[Task instructions] Please return only the lines from the one holding "Request = locate the garden" through the one holding "Request = locate the sky", exactly as they appear in the records below, both ends included.

[Given entries]
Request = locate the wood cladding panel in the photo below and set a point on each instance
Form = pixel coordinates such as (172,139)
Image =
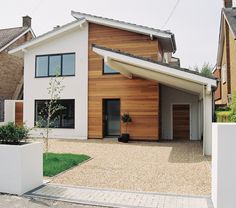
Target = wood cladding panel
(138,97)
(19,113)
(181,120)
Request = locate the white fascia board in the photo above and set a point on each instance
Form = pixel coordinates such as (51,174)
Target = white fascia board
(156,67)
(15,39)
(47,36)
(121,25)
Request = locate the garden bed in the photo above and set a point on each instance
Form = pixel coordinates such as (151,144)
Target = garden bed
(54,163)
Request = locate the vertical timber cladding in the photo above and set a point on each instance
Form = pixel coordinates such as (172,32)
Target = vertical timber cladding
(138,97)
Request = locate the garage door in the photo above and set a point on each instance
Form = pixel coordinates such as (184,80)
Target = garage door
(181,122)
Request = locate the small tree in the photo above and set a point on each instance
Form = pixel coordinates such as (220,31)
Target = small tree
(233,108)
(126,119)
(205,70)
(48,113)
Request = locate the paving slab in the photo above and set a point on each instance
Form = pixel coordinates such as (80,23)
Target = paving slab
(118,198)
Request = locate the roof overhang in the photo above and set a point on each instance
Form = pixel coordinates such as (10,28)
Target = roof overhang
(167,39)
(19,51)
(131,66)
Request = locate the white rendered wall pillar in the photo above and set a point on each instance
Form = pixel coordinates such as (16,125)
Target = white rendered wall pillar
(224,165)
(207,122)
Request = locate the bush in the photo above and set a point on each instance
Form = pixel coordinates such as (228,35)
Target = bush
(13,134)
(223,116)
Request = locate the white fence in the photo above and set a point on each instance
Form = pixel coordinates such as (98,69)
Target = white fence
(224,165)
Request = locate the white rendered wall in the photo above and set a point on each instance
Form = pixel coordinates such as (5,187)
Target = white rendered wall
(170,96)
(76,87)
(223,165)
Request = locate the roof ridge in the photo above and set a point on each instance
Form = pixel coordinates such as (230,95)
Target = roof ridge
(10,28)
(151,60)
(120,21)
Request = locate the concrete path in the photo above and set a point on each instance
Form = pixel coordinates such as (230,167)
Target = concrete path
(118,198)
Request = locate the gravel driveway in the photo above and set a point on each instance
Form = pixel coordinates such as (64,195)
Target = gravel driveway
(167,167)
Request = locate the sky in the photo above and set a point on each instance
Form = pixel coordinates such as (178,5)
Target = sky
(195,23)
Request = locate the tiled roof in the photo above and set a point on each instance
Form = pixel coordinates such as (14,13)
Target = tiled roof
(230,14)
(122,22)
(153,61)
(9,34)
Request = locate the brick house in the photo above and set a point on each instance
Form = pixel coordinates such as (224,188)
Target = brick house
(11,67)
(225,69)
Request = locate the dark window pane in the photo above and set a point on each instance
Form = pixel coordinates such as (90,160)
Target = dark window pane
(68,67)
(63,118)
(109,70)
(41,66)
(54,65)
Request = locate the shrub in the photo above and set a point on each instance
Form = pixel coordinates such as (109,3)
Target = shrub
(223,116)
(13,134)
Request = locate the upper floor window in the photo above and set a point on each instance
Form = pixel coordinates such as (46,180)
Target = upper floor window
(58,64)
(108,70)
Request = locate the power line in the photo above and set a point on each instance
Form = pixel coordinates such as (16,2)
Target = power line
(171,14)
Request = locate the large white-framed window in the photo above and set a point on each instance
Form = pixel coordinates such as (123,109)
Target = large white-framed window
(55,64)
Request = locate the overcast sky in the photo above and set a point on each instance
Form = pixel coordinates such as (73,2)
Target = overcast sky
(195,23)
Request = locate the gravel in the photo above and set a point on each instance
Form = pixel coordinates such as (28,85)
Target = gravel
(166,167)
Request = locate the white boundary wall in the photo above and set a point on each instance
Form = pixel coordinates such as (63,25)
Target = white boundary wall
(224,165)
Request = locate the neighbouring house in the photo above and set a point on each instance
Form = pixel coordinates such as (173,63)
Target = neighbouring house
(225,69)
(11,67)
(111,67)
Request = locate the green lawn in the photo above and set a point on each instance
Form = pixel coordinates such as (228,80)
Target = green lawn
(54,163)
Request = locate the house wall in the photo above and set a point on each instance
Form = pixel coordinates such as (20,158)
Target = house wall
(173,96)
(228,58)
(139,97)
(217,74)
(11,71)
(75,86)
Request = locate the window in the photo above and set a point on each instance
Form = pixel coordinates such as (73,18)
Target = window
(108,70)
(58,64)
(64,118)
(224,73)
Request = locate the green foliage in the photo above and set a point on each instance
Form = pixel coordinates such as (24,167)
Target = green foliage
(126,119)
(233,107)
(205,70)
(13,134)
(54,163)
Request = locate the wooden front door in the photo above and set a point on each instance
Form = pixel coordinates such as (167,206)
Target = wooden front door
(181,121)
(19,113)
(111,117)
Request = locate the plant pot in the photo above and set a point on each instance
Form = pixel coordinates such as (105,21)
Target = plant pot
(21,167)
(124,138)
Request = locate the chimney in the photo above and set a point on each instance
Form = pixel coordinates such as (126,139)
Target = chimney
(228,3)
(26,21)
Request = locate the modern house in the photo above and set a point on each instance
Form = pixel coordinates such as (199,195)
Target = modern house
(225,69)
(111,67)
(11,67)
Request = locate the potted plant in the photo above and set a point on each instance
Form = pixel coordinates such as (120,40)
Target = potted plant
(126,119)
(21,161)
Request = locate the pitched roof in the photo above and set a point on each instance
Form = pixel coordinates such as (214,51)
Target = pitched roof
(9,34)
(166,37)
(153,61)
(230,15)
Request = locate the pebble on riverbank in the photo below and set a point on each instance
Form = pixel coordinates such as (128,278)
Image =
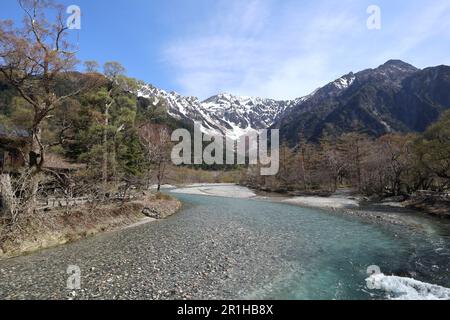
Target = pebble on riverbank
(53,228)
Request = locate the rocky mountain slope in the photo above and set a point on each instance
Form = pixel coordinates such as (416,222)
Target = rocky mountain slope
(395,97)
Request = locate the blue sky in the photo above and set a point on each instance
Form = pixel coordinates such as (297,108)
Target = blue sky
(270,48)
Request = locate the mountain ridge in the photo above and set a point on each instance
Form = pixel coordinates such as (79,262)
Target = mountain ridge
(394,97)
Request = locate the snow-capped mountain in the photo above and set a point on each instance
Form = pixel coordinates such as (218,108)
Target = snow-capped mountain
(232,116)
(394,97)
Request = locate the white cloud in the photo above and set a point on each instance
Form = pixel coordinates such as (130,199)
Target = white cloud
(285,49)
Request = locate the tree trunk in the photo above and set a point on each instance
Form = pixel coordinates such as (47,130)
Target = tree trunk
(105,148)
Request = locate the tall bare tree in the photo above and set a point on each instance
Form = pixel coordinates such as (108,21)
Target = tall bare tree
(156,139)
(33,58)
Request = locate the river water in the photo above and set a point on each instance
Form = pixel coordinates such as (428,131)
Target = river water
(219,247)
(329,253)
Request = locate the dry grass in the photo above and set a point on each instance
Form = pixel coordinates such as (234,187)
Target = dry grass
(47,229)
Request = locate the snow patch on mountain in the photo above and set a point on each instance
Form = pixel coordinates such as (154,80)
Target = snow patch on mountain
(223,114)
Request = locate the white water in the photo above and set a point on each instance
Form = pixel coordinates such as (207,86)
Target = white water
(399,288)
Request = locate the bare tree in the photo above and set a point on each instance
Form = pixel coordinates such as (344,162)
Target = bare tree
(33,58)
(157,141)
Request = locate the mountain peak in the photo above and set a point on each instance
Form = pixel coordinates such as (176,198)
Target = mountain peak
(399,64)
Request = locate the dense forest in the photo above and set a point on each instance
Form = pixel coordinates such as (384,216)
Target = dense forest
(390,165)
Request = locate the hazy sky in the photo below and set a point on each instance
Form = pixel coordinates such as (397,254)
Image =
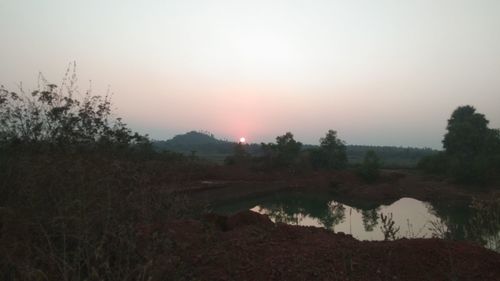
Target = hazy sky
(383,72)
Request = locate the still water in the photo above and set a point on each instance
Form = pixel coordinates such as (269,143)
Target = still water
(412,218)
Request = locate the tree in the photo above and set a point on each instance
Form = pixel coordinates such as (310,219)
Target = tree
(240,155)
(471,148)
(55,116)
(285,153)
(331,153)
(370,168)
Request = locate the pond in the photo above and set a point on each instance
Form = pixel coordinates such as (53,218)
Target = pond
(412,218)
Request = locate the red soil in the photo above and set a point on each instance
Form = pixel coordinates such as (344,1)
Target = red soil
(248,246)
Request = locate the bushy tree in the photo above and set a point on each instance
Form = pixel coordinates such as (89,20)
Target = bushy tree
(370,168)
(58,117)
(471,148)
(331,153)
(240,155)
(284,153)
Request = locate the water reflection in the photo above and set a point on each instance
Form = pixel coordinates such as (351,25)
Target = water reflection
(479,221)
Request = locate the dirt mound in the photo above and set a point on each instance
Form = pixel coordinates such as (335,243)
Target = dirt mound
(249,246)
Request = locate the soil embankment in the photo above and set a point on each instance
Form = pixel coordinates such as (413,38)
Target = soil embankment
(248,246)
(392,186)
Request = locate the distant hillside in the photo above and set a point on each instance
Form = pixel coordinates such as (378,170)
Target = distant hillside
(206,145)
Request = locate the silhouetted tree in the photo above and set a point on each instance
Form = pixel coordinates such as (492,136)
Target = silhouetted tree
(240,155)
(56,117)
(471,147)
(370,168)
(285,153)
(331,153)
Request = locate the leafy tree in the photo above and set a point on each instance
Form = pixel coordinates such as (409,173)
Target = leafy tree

[Response to the exercise]
Request = locate the garden bed in the photo above and set a point on each instance
Form = pixel coordinates such as (151,144)
Target = garden bed
(54,163)
Request = locate the vertical timber cladding in the photo above and set a point on each instance
Form = pixel coordinates such as (172,32)
Target = vertical timber cladding
(138,97)
Request = locate the garage door in the photo above and set a point on each instance
Form = pixel coordinates such as (184,80)
Target = garage door
(181,122)
Request = locate the small tree in the photo above and set a point on each instance
Form = pixel coordinates such as (220,31)
Target = small tree
(233,108)
(126,119)
(205,70)
(48,113)
Request = locate the paving slab in the photo above and set a point on each instance
Form = pixel coordinates such as (80,23)
Target = paving slab
(118,198)
Request = locate the roof overhang in the photo above and set a point on each instance
Form = pixel coordinates such as (10,28)
Target = roof overhang
(167,39)
(19,51)
(131,66)
Request = locate the white rendered wall pillar in the photo above and set a point on each instance
Form = pixel coordinates such as (16,125)
Target = white rendered wall pillar
(224,165)
(207,122)
Request = locate the bush in the photo above and set a point on each instance
Form = pixel coordinates such as (228,35)
Target = bush
(13,134)
(223,116)
Request = locate the white fence in the photo above and set a point on each instance
Form = pixel coordinates such as (98,69)
Target = white fence
(224,165)
Request = locate the white rendered wall in the photo above and set a point on each instance
Form = pixel coordinates such as (5,187)
Target = white rendered wall
(170,96)
(76,87)
(223,165)
Request = locate the roof ridge in the photo above and set a point on each instance
Form = pixel coordinates such as (230,95)
Target = roof ridge
(10,28)
(151,60)
(120,21)
Request = locate the concrete path in the photo above and set a point on each instance
Form = pixel coordinates such as (230,167)
Target = concrete path
(118,198)
Request = locate the gravel driveway in the photo above and set a point on each instance
Form = pixel coordinates such as (64,195)
Target = gravel driveway
(167,167)
Request = locate the sky in the photo above and set a point on each instance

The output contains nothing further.